CHALLENGE A =>
Which names does the R mailing-list post show as output of `variable.names(lmxy, full = TRUE)`? List every one.
CHALLENGE B =>
Could you retype, character for character, the part of the R mailing-list post that opens with the words containing "Note that as" and closes with "no factors present."?

-- Start PAGE EXTRACT --

[R] Get variable names from results of lm()

Thu May 24 02:48:44 CEST 2012

On May 23, 2012, at 2:52 PM, arun wrote:

> Hi Marc,
> 
> Just to point out some difference,
> 
> 
>  x <- 1:20
>   y <-  x + (x/4 - 2)^3 + rnorm(20, sd=3)
>       names(y) <- paste("O",x,sep=".")
>        ww <- rep(1,20); ww[13] <- 0
>       summary(lmxy <- lm(y ~ x + I(x^2)+I(x^3) + I((x-10)^2),
>                           weights = ww), cor = TRUE)
> 
> 
>> all.vars(formula(lmxy))
> [1] "y" "x"
> 
> 
>> variable.names(lmxy)
> [1] "(Intercept)" "x"           "I(x^2)"      "I(x^3)"   
> 
> 
> 
> A.K.

<snip>

Hi Arun,

Note that as long as the model terms are not factors (and other terms that get 'expanded'), the above will return the names of the terms, plus of course the intercept. I suspect however, that in your example, you might want:

> variable.names(lmxy, full = TRUE)
[1] "(Intercept)"   "x"             "I(x^2)"        "I(x^3)"       
[5] "I((x - 10)^2)"

since the last term was dropped in your output. Note that you would get essentially the same information from:

> names(coef(lmxy))
[1] "(Intercept)"   "x"             "I(x^2)"        "I(x^3)"       
[5] "I((x - 10)^2)"

again, with no factors present.

However, with factors present, consider:

LM <- lm(Sepal.Length ~ ., data = iris)

> all.vars(formula(LM))

-- End PAGE EXTRACT --
-- Start DATA ROWS --

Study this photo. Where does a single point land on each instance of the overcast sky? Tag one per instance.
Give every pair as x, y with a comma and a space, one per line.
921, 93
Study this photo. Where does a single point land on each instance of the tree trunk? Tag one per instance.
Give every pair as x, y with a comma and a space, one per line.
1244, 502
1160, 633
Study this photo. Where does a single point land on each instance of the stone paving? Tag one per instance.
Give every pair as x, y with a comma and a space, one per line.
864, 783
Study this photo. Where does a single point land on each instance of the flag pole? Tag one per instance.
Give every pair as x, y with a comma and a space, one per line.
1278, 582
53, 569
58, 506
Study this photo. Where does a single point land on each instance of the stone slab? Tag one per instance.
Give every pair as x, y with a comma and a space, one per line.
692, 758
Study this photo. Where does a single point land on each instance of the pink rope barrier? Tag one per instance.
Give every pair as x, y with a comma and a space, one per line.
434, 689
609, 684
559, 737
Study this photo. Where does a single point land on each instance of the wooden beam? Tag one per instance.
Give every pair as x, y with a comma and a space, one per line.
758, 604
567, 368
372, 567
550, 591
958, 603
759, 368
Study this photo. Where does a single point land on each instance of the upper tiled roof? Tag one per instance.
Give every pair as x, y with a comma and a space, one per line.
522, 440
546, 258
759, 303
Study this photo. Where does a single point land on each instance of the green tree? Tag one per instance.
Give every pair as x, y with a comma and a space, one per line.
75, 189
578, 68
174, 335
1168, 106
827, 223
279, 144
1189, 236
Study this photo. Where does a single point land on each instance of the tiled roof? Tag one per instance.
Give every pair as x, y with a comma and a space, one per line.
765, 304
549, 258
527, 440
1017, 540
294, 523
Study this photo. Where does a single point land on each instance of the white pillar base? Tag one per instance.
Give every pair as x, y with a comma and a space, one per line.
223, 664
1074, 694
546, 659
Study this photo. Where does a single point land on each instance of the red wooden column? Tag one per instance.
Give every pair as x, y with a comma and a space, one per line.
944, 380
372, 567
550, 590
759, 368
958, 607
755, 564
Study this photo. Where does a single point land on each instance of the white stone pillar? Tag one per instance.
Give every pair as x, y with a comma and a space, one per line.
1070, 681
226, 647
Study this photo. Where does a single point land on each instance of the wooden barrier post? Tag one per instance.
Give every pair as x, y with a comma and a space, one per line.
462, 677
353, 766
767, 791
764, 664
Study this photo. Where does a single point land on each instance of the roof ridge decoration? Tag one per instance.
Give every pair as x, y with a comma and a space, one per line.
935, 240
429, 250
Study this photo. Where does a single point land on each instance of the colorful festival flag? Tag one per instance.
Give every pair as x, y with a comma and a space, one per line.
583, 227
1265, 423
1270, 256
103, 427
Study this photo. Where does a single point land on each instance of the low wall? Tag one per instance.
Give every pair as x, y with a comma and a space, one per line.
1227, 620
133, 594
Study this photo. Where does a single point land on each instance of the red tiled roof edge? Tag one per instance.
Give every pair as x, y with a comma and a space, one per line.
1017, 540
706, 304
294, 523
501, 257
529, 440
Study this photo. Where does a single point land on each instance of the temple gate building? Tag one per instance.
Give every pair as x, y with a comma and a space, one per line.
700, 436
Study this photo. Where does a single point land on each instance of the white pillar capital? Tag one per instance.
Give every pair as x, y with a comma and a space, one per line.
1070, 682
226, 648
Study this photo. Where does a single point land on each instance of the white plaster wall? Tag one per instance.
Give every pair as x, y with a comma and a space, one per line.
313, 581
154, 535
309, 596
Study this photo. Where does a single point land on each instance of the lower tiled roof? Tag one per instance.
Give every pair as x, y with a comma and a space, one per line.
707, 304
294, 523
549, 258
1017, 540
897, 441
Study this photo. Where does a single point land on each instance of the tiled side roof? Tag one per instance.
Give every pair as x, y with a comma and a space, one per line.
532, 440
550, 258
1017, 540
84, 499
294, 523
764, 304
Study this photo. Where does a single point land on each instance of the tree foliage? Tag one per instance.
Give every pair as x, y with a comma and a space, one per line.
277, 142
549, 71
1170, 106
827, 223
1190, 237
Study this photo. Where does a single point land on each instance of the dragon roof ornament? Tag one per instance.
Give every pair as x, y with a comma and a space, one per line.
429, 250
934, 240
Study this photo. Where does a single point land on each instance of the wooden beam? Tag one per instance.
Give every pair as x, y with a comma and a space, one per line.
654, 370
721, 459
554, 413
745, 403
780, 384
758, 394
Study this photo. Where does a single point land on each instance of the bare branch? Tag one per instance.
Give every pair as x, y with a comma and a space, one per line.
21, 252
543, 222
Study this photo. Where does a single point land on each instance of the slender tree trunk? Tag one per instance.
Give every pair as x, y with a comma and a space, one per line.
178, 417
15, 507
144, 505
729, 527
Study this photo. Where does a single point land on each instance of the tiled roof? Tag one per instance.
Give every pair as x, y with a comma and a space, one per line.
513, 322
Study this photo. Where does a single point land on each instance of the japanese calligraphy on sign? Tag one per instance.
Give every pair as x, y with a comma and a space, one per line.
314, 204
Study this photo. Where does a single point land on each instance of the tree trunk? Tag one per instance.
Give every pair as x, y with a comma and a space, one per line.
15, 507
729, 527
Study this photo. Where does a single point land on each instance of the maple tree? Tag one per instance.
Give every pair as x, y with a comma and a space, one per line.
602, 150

-- End DATA ROWS --

RIGHT ANSWER A =>
- "(Intercept)"
- "x"
- "I(x^2)"
- "I(x^3)"
- "I((x - 10)^2)"

RIGHT ANSWER B =>
Note that as long as the model terms are not factors (and other terms that get 'expanded'), the above will return the names of the terms, plus of course the intercept. I suspect however, that in your example, you might want:

> variable.names(lmxy, full = TRUE)
[1] "(Intercept)"   "x"             "I(x^2)"        "I(x^3)"       
[5] "I((x - 10)^2)"

since the last term was dropped in your output. Note that you would get essentially the same information from:

> names(coef(lmxy))
[1] "(Intercept)"   "x"             "I(x^2)"        "I(x^3)"       
[5] "I((x - 10)^2)"

again, with no factors present.